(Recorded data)
☆ ☆ ☆ ☆ ☆

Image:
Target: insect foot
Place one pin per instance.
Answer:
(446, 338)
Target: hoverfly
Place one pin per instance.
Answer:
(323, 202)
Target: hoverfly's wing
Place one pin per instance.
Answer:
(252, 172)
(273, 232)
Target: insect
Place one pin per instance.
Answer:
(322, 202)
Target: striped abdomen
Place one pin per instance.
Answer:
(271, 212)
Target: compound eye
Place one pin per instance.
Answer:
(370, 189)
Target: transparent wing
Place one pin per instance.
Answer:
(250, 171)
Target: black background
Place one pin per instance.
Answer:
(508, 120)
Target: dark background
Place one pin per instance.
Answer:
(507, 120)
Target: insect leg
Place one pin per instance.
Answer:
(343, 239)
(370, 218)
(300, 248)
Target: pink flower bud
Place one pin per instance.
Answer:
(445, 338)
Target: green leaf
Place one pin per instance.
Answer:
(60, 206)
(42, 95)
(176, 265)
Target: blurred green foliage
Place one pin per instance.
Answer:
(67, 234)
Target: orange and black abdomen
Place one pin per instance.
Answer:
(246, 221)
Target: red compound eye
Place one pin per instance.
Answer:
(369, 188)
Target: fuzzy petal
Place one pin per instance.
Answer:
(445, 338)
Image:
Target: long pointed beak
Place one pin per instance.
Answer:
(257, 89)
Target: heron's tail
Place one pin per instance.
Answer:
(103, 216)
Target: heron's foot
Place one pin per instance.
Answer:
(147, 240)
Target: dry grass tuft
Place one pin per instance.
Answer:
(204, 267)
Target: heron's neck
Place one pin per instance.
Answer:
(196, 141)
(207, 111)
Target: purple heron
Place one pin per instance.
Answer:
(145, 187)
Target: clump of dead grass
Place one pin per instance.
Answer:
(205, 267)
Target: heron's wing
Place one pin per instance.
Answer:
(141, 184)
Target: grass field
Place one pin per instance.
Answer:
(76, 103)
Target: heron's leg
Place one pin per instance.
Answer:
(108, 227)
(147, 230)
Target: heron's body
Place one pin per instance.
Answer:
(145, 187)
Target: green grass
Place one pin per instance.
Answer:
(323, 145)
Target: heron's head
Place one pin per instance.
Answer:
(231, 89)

☆ ☆ ☆ ☆ ☆

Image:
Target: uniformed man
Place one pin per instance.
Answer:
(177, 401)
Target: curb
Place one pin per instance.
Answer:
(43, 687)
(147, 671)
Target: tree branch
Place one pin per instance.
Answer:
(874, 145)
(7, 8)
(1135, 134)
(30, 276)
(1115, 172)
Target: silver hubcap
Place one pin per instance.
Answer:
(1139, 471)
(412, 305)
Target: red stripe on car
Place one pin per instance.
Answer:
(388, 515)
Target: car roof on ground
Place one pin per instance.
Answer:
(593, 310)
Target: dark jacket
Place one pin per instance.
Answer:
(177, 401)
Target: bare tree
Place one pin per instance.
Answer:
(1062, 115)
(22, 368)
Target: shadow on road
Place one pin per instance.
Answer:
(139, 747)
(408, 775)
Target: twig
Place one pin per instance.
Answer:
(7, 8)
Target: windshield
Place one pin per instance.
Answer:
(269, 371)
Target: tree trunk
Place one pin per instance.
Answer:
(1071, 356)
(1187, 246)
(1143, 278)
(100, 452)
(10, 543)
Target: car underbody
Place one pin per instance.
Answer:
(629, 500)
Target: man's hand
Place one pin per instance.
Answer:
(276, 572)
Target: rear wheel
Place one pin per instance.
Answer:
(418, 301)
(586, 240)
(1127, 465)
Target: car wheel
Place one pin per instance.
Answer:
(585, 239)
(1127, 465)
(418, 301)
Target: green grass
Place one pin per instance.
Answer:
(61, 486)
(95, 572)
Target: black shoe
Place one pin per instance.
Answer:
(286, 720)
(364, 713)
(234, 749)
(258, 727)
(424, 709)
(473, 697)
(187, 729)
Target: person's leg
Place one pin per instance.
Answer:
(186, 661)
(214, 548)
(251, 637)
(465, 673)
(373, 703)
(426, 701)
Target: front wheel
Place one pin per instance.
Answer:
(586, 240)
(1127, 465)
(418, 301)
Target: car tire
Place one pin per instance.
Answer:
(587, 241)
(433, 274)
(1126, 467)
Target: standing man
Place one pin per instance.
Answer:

☆ ☆ ☆ ☆ ☆

▶ Exercise details
Pull out every line of the records that contains the string "compound", matching case exactly.

▶ Task solution
Target: compound eye
Target: red compound eye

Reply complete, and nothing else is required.